Directions> Every line below should be repeated exactly.

(Records from a data collection)
** START **

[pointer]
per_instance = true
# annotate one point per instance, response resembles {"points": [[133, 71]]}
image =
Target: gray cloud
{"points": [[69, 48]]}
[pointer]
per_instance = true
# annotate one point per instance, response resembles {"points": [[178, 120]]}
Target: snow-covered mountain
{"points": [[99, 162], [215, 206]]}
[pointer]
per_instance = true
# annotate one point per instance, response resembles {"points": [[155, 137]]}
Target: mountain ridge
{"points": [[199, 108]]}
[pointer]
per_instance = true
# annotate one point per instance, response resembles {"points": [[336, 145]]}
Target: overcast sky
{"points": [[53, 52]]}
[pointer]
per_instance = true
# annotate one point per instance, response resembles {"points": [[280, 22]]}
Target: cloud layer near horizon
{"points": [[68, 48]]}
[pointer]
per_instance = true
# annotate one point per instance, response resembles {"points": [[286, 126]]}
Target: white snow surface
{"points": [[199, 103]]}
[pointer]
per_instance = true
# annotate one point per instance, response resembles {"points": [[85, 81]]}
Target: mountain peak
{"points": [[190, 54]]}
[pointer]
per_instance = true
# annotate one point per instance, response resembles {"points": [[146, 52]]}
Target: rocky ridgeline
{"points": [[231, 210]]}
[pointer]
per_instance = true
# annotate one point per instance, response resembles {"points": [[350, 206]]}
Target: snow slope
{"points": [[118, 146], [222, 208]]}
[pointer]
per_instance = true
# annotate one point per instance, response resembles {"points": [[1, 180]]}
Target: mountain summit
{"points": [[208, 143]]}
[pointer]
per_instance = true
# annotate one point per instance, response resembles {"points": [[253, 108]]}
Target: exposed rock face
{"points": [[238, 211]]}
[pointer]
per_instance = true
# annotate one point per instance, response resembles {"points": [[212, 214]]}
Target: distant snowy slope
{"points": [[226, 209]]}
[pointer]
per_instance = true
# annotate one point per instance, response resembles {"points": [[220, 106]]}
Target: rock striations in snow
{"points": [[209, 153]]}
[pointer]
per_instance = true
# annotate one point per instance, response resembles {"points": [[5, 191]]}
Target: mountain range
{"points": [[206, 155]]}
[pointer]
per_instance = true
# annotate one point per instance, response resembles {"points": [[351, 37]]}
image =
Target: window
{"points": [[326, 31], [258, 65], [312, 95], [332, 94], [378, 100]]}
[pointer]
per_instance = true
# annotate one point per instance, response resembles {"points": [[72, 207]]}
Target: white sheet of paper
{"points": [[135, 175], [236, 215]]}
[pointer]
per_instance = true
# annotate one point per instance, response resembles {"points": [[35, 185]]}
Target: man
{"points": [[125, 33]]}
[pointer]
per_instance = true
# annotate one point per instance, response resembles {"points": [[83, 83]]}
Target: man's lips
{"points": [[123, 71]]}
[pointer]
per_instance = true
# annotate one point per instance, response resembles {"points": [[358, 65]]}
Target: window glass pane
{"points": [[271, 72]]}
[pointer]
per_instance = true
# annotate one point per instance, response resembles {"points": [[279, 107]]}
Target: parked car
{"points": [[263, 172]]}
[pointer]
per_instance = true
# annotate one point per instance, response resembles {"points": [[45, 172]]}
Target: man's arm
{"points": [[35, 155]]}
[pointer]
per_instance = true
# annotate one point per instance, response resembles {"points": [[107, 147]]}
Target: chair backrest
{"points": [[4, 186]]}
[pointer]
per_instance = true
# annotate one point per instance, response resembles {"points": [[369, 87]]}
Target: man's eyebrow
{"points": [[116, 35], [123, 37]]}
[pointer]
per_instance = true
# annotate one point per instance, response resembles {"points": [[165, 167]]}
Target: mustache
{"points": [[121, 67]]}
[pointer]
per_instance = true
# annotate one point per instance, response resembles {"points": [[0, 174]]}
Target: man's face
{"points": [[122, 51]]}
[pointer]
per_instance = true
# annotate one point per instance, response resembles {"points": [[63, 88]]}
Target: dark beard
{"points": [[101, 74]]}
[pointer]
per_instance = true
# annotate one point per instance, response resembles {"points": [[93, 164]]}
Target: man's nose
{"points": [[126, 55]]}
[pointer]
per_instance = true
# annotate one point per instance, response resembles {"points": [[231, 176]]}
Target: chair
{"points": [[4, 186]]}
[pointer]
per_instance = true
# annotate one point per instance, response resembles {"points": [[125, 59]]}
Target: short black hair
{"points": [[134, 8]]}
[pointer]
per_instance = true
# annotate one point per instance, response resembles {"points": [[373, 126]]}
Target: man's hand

** END **

Response for this exercise>
[pointer]
per_instance = true
# annotate one point per instance, response resembles {"points": [[133, 71]]}
image =
Target: gray cloud
{"points": [[69, 48]]}
[pointer]
per_instance = true
# annotate one point per instance, response resembles {"points": [[178, 120]]}
Target: snow-covered mountain
{"points": [[99, 162], [215, 206]]}
[pointer]
per_instance = true
# annotate one point per instance, response resembles {"points": [[155, 137]]}
Target: mountain ridge
{"points": [[199, 108]]}
[pointer]
per_instance = true
# annotate one point per instance, response resembles {"points": [[336, 145]]}
Target: overcast sky
{"points": [[53, 52]]}
[pointer]
per_instance = true
# annotate one point per instance, response resembles {"points": [[280, 22]]}
Target: cloud layer near horizon
{"points": [[68, 48]]}
[pointer]
per_instance = true
# annotate one point per instance, response resembles {"points": [[286, 126]]}
Target: white snow surface
{"points": [[199, 103]]}
[pointer]
per_instance = true
# annotate one point per instance, response resembles {"points": [[85, 81]]}
Target: mountain peak
{"points": [[190, 54]]}
[pointer]
per_instance = true
# annotate one point per instance, response resembles {"points": [[146, 52]]}
Target: rocky ridgeline
{"points": [[231, 210]]}
[pointer]
per_instance = true
# annotate one point per instance, response resembles {"points": [[350, 206]]}
Target: snow slope
{"points": [[118, 146], [222, 208]]}
[pointer]
per_instance = true
# annotate one point per instance, response resembles {"points": [[1, 180]]}
Target: mountain summit
{"points": [[208, 143]]}
[pointer]
per_instance = true
# annotate one point per instance, response resembles {"points": [[253, 108]]}
Target: exposed rock face
{"points": [[238, 211]]}
[pointer]
per_instance = true
# annotate one point per instance, response resembles {"points": [[212, 214]]}
Target: distant snowy slope
{"points": [[226, 209]]}
[pointer]
per_instance = true
# annotate one point per instance, response resembles {"points": [[220, 106]]}
Target: rock striations in snow
{"points": [[209, 153]]}
[pointer]
per_instance = true
# annotate one point per instance, response resembles {"points": [[5, 191]]}
Target: mountain range
{"points": [[206, 155]]}
[pointer]
per_instance = true
# annotate one point per instance, response resembles {"points": [[351, 37]]}
image =
Target: window
{"points": [[326, 31], [258, 65], [312, 95], [332, 94], [378, 100]]}
[pointer]
per_instance = true
# annotate one point per instance, response resembles {"points": [[72, 207]]}
Target: white sheet of paper
{"points": [[135, 175], [236, 215]]}
[pointer]
per_instance = true
# annotate one point per instance, response resembles {"points": [[35, 185]]}
Target: man
{"points": [[125, 33]]}
[pointer]
per_instance = true
# annotate one point per instance, response resembles {"points": [[83, 83]]}
Target: man's lips
{"points": [[123, 71]]}
[pointer]
per_instance = true
# annotate one point per instance, response resembles {"points": [[358, 65]]}
Target: window glass pane
{"points": [[271, 72]]}
[pointer]
per_instance = true
# annotate one point per instance, response resembles {"points": [[279, 107]]}
Target: parked car
{"points": [[263, 172]]}
[pointer]
per_instance = true
# annotate one point per instance, response resembles {"points": [[45, 172]]}
Target: man's arm
{"points": [[35, 155]]}
[pointer]
per_instance = true
# annotate one point per instance, response resembles {"points": [[107, 147]]}
Target: chair backrest
{"points": [[4, 186]]}
[pointer]
per_instance = true
# annotate one point per instance, response resembles {"points": [[369, 87]]}
Target: man's eyebrow
{"points": [[116, 35], [123, 37]]}
[pointer]
per_instance = true
# annotate one point per instance, response resembles {"points": [[165, 167]]}
Target: mustache
{"points": [[121, 67]]}
[pointer]
per_instance = true
# annotate one point per instance, response resembles {"points": [[0, 174]]}
Target: man's face
{"points": [[122, 51]]}
[pointer]
per_instance = true
# annotate one point per instance, response resembles {"points": [[63, 88]]}
Target: dark beard
{"points": [[101, 74]]}
[pointer]
per_instance = true
# annotate one point per instance, response resembles {"points": [[93, 164]]}
Target: man's nose
{"points": [[126, 55]]}
[pointer]
per_instance = true
# annotate one point per instance, response resembles {"points": [[231, 176]]}
Target: chair
{"points": [[4, 186]]}
[pointer]
per_instance = true
# annotate one point per instance, response resembles {"points": [[125, 59]]}
Target: short black hair
{"points": [[134, 8]]}
[pointer]
per_instance = true
# annotate one point per instance, response resembles {"points": [[373, 126]]}
Target: man's hand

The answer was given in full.